- _About this exercise_
Without changing a word, repeat the data, and include no pictures.

- _Supplied data_
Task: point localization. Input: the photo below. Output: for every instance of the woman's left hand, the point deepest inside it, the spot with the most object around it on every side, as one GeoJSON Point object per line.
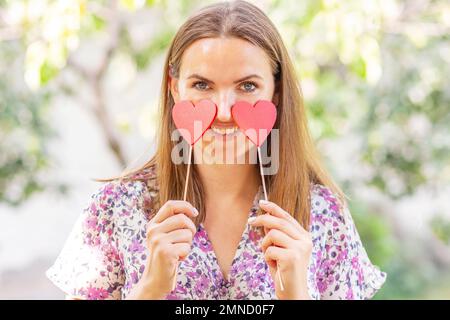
{"type": "Point", "coordinates": [286, 246]}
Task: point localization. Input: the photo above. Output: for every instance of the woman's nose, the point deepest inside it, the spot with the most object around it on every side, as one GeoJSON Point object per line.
{"type": "Point", "coordinates": [224, 109]}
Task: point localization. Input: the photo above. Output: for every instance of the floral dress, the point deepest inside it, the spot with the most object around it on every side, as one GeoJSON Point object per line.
{"type": "Point", "coordinates": [105, 254]}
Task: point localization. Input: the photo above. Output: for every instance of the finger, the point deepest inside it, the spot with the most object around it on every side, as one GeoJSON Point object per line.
{"type": "Point", "coordinates": [181, 250]}
{"type": "Point", "coordinates": [172, 207]}
{"type": "Point", "coordinates": [276, 238]}
{"type": "Point", "coordinates": [275, 210]}
{"type": "Point", "coordinates": [180, 236]}
{"type": "Point", "coordinates": [177, 221]}
{"type": "Point", "coordinates": [272, 222]}
{"type": "Point", "coordinates": [274, 254]}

- _Result below_
Task: point localization. Input: the photo below. Output: for every instance of the woman's left hand, the point deepest inside it, the spot with the most object around it on every side, as one GeoJSON Point object per line.
{"type": "Point", "coordinates": [286, 246]}
Task: point localization. Input: the photo above. Output: for every instance of the woman's nose, the point deepest inside it, the spot with the most object around it on every side, as one GeoJSON Point object per line.
{"type": "Point", "coordinates": [224, 109]}
Task: point localization. Input: the photo above. Output: for every instance of the floral dress, the point deepest inside it, the spot with the most object around it on every side, as one GeoJSON Point object per line.
{"type": "Point", "coordinates": [105, 254]}
Task: point localization. Input: the photo above. Output: for every instance of the finger, the point deepest inside it, the spot with the most object around it on every side, as one GeoJSON Point object per line.
{"type": "Point", "coordinates": [181, 250]}
{"type": "Point", "coordinates": [172, 207]}
{"type": "Point", "coordinates": [276, 238]}
{"type": "Point", "coordinates": [275, 210]}
{"type": "Point", "coordinates": [180, 236]}
{"type": "Point", "coordinates": [177, 221]}
{"type": "Point", "coordinates": [272, 222]}
{"type": "Point", "coordinates": [274, 254]}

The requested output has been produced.